**WHAT TO DO:**
[a] Decide whether each statement agrees with the abortion excerpt, answering yes or no and quoting the words of the excerpt that settle it: (i) Of the countries with liberal abortion laws, 36 are in the developing world. (ii) Among countries with complete records, Estonia had the lowest abortion rate. (iii) The pace of decline in abortion rates sped up after 2003.
[b] Using the abortion excerpt, answer each question briefly:
(i) For how many countries were statistics and estimates of legal induced abortions in 2008 compiled?
(ii) Who assessed the completeness of official figures?
(iii) How many countries had consistently reliable information on trends between 1996 and 2008?
[c] Reproduce everything in the abortion excerpt from "METHODS: Statistics and" down to "2003 were examined.".

**STUDY TEXT:**
Academic journal article International Perspectives on Sexual and Reproductive Health

Legal Abortion Worldwide in 2008: Levels and Recent Trends

Academic journal article International Perspectives on Sexual and Reproductive Health

Legal Abortion Worldwide in 2008: Levels and Recent Trends

Article excerpt

CONTEXT: Periodic assessments of abortion incidence are essential for monitoring trends in unintended pregnancy and gaps in contraceptive services and use.

METHODS: Statistics and estimates of legal induced abortions in 2008 were compiled for 64 of the 77 countries in which legal abortion is generally available; these 64 are home to 98% of women aged 15-44 who live in the countries eligible for inclusion. Data sources included reports or completed questionnaires from national statistical offices and nationally representative surveys. The completeness of official figures was assessed by in-country and regional experts. Trends since 1996 and 2003 were examined.

RESULTS: Of the 77 countries with liberal abortion laws, 36 are in the developing world. In 2008, abortion rates in the 25 countries with complete records--all of which were developed--ranged from seven (Germany and Switzerland) to 30 (Estonia) per 1,000 women aged 15-44.Abortion rates declined in most of the 20 countries with consistently reliable information on trends between 1996 and 2008; declines were generally steeper than increases, although the pace of decline slowed after 2003.The highest observed abortion rates were in developing countries with incomplete estimates. For most developing countries that had liberal laws, the reported abortion rates were incomplete and varied widely.

CONCLUSIONS: High abortion rates in some countries, and small increases in rates in others, indicate a great need for more effective family planning services for these populations. Reliable data collection systems, needed to ensure that trends can be effectively monitored, are lacking in many countries.

Image point grounding data:
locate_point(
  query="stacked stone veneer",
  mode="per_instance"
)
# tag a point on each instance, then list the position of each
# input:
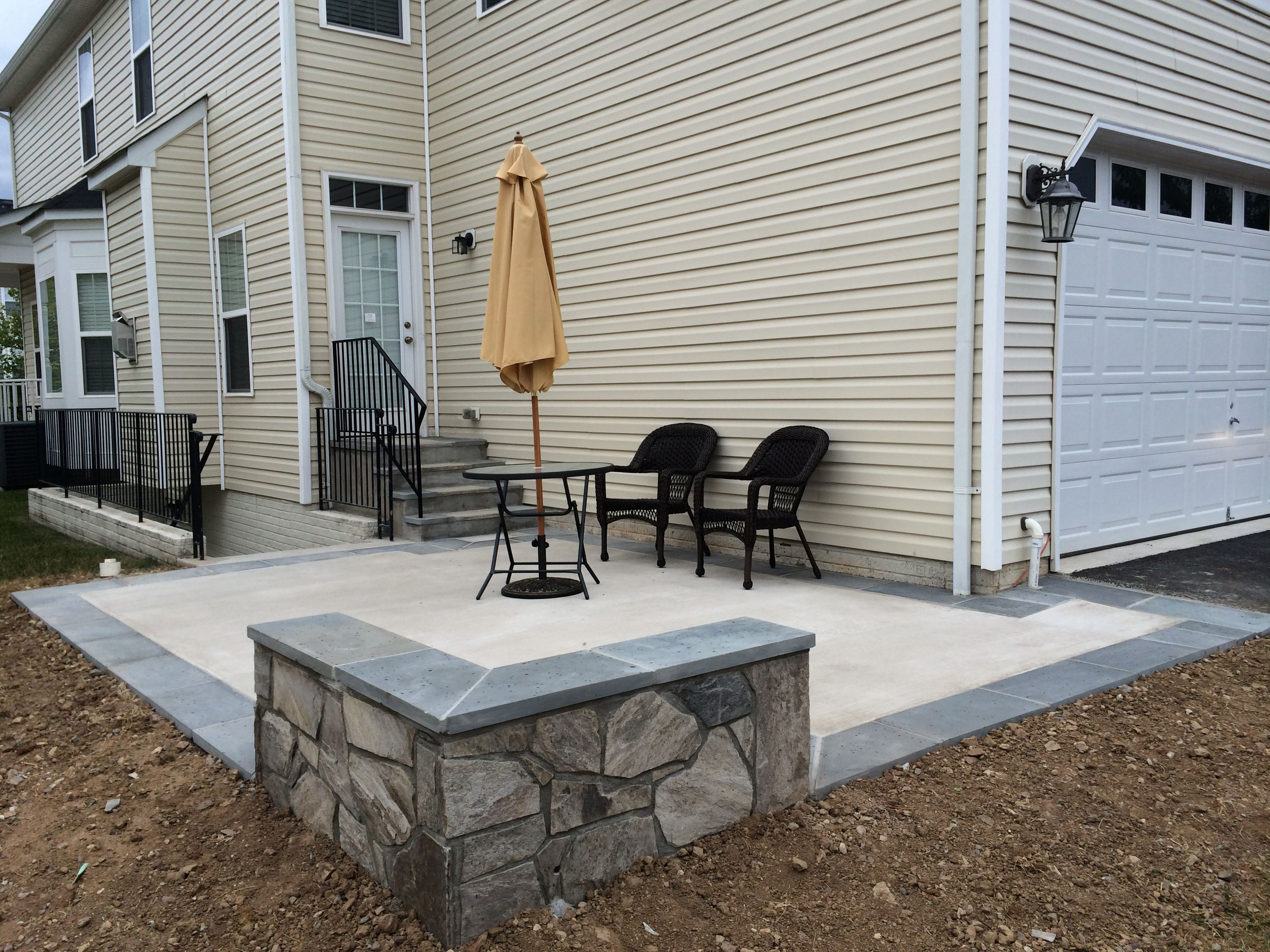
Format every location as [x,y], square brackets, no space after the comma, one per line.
[470,827]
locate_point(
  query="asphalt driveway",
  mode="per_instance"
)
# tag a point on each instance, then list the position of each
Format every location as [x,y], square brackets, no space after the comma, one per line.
[1235,573]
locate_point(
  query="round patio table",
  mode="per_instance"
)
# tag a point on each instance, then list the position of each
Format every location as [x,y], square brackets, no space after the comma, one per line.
[539,584]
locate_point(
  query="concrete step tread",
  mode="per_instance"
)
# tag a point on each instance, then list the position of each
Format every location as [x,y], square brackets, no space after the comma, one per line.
[454,492]
[461,516]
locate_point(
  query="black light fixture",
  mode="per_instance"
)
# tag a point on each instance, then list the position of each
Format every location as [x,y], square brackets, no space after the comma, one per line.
[1057,197]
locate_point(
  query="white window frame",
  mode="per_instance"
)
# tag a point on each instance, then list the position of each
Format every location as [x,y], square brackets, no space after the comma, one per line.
[221,315]
[81,333]
[92,96]
[133,65]
[404,5]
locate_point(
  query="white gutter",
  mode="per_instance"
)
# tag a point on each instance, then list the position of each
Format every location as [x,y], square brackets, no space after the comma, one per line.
[968,236]
[305,383]
[992,365]
[427,193]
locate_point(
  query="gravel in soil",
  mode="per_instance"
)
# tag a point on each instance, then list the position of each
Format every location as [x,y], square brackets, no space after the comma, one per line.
[1132,821]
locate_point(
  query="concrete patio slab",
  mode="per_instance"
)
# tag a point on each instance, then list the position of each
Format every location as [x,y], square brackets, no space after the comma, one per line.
[896,671]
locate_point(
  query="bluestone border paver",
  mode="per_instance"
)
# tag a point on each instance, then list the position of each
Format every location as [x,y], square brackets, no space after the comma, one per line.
[970,714]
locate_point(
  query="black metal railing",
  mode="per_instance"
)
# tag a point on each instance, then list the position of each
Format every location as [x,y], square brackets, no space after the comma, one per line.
[374,431]
[145,462]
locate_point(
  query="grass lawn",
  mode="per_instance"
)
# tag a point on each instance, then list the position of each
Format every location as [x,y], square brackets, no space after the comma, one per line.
[31,551]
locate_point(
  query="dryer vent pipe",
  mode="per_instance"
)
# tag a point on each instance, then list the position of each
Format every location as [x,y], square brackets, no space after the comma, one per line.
[1038,544]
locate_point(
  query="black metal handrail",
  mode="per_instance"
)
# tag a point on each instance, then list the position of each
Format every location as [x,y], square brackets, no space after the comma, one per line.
[374,429]
[146,462]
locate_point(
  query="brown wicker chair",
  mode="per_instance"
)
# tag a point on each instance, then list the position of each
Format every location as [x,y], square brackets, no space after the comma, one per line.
[784,462]
[676,453]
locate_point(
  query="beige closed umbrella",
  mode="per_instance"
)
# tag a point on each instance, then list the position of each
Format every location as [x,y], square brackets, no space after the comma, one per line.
[524,332]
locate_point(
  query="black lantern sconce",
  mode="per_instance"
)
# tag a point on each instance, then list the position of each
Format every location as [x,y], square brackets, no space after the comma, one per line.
[1057,197]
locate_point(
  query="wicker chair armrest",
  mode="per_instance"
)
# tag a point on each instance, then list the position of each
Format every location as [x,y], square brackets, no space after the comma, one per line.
[757,485]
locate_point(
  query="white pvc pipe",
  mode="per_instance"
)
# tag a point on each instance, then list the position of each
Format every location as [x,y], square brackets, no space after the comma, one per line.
[427,193]
[1038,542]
[963,386]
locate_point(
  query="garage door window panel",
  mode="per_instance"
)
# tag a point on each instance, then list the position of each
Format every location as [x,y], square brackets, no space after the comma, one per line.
[1175,196]
[1218,203]
[1256,211]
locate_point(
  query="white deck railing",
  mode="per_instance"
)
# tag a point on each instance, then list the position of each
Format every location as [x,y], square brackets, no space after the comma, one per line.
[18,399]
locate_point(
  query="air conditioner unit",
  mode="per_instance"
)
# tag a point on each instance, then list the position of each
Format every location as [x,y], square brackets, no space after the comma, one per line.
[124,338]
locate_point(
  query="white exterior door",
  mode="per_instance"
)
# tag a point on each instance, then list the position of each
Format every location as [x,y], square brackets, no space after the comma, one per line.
[372,286]
[1165,356]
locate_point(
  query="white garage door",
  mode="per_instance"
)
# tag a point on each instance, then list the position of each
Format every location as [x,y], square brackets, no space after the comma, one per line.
[1165,355]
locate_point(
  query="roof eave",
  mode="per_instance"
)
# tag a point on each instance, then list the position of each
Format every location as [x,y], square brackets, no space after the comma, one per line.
[61,26]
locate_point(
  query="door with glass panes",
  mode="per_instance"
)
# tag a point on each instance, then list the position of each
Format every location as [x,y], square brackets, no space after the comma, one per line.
[372,286]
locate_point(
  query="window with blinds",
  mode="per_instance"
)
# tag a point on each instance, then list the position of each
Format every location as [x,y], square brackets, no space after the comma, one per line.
[383,17]
[235,312]
[143,60]
[93,300]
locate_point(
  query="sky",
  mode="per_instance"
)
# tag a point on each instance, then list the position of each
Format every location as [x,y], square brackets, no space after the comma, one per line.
[18,17]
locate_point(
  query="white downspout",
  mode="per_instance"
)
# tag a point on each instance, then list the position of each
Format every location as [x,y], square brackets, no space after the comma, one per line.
[995,231]
[968,229]
[216,306]
[427,193]
[296,238]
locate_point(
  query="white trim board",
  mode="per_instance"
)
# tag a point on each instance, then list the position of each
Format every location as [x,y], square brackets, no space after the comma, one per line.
[1169,544]
[996,205]
[148,238]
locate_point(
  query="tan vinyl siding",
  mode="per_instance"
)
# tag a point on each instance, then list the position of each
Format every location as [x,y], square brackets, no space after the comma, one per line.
[355,89]
[128,256]
[1198,72]
[248,187]
[755,219]
[184,281]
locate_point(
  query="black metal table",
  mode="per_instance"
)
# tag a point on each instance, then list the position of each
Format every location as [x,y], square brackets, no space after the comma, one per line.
[540,586]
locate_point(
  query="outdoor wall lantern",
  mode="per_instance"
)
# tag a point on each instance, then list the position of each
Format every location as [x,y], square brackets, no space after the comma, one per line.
[1057,197]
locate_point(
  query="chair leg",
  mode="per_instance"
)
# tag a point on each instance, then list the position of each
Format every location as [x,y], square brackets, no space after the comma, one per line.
[694,521]
[816,569]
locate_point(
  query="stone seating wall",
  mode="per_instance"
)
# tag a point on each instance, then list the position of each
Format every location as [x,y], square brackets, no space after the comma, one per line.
[470,827]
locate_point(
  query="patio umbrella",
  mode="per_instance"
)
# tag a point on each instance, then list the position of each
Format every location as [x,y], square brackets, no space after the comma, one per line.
[524,333]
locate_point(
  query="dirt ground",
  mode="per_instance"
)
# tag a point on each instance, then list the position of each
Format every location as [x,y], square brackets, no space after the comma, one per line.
[1233,573]
[1133,821]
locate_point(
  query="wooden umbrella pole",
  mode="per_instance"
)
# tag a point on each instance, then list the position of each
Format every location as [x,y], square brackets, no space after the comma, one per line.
[538,462]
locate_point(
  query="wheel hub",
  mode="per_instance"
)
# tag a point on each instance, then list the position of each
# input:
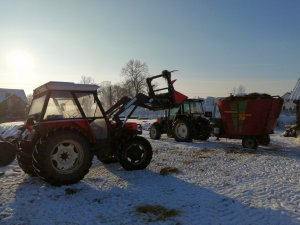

**LIST OF SOLUTIONS:**
[a]
(i) Yes: "Of the 77 countries with liberal abortion laws, 36 are in the developing world."
(ii) No: "ranged from seven (Germany and Switzerland) to 30 (Estonia) per 1,000 women aged 15-44"
(iii) No: "although the pace of decline slowed after 2003"

[b]
(i) 64
(ii) In-country and regional experts
(iii) 20

[c]
METHODS: Statistics and estimates of legal induced abortions in 2008 were compiled for 64 of the 77 countries in which legal abortion is generally available; these 64 are home to 98% of women aged 15-44 who live in the countries eligible for inclusion. Data sources included reports or completed questionnaires from national statistical offices and nationally representative surveys. The completeness of official figures was assessed by in-country and regional experts. Trends since 1996 and 2003 were examined.